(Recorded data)
....
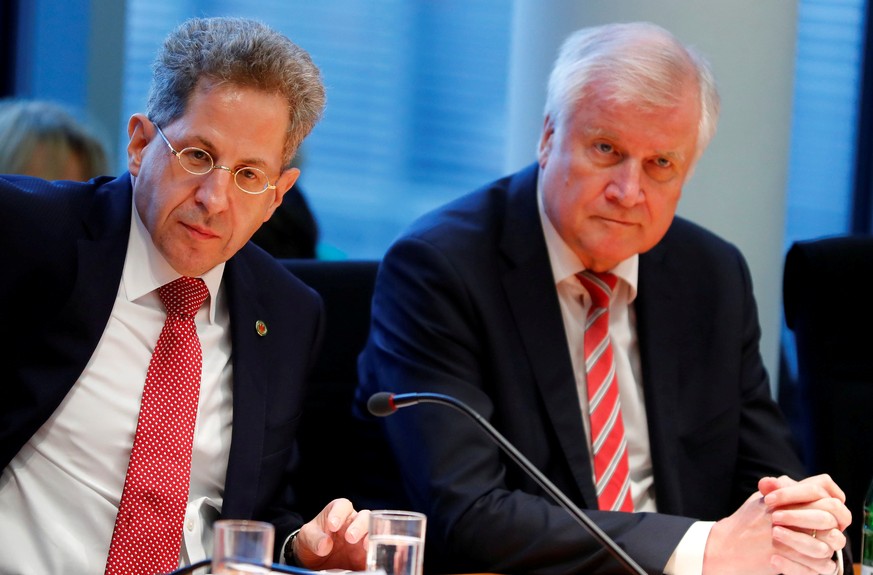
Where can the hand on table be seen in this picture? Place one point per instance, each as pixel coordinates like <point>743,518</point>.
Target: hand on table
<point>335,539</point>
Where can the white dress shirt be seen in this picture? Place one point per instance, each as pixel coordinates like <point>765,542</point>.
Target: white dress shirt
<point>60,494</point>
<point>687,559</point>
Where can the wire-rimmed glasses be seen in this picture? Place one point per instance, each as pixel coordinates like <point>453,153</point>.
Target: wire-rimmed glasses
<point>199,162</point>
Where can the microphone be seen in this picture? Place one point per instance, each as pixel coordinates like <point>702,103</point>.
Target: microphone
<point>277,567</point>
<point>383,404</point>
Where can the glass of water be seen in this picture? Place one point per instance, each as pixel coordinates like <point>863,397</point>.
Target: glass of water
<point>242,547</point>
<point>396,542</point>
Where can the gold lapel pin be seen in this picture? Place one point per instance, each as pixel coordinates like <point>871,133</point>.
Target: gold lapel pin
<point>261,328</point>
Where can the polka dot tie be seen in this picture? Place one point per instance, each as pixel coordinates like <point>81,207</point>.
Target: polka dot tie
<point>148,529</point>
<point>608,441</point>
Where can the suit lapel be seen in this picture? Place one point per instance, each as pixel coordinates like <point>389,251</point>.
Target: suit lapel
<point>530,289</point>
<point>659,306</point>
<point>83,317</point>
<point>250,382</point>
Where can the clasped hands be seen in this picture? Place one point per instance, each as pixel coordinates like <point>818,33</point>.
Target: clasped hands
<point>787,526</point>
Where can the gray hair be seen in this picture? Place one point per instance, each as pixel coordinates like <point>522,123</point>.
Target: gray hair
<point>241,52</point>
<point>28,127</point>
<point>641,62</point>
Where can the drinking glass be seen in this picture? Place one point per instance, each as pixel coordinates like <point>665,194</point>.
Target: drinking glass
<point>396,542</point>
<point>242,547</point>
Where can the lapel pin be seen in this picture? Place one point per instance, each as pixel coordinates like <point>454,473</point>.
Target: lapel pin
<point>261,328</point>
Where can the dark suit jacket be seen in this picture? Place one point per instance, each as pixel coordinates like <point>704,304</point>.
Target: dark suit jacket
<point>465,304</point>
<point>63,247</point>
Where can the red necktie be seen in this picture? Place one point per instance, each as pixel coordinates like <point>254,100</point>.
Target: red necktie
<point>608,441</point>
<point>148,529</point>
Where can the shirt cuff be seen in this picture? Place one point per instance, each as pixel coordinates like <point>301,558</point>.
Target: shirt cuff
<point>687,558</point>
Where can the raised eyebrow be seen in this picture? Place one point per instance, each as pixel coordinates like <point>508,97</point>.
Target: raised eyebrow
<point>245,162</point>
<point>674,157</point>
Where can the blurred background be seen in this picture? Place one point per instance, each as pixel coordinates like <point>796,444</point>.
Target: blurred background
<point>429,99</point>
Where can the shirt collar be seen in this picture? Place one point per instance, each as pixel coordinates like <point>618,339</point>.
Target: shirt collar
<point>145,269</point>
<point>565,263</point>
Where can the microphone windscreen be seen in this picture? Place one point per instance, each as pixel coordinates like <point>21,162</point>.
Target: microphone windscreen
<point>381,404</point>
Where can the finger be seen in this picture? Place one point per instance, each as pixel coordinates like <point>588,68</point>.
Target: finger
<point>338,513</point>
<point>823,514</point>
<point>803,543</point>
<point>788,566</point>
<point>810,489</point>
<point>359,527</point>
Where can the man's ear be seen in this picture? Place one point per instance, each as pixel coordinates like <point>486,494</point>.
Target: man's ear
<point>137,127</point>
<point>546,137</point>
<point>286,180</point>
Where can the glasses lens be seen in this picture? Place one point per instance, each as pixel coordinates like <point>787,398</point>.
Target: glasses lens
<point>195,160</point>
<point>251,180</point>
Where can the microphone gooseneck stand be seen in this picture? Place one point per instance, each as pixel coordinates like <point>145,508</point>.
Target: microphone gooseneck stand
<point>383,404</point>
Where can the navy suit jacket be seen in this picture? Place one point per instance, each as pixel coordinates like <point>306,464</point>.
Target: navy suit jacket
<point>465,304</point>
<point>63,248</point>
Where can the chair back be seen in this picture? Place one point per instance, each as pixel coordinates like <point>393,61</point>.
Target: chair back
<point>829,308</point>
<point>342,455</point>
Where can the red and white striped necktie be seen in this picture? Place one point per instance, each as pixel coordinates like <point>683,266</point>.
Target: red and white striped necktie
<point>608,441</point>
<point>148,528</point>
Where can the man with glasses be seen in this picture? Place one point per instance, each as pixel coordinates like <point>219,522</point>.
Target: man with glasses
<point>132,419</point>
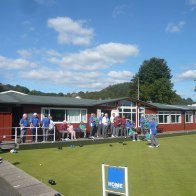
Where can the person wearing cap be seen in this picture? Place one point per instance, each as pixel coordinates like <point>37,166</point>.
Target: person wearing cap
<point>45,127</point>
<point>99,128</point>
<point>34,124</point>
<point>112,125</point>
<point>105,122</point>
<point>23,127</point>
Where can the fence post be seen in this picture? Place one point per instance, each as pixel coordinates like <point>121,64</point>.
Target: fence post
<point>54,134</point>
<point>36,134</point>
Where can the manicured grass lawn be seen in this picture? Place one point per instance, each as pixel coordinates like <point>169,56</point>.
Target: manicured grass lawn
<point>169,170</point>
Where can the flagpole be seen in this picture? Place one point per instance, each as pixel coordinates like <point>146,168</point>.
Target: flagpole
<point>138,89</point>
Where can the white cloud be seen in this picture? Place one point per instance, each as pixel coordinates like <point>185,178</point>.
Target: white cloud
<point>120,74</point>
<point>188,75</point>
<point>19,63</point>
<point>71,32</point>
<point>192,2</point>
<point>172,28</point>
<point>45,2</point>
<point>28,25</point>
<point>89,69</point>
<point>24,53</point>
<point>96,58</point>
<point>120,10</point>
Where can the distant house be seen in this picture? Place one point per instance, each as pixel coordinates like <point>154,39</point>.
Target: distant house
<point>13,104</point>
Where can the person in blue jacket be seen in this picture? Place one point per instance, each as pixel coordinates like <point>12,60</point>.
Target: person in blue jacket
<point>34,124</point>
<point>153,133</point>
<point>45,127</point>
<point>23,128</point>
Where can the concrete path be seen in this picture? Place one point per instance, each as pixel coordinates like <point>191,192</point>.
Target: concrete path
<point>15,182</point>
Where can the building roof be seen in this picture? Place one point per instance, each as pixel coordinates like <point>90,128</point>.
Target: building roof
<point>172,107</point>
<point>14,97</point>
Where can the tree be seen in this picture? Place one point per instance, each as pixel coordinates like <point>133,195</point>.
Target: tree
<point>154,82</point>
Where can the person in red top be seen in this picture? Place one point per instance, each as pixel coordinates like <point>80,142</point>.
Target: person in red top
....
Exercise prompt
Set down only the lines running from the line with "Target: building roof" to the end of the entries above, both included, exactly as they stand.

Reply
Target: building roof
<point>172,107</point>
<point>14,97</point>
Where can the tree be seen in this picture? Place one point per instance, each as pixel coordinates like <point>133,195</point>.
Target: tree
<point>154,82</point>
Where can the person in red top be seen in this picture? Place one point per instance, each as pixel coordinates like <point>80,142</point>.
Target: person in red top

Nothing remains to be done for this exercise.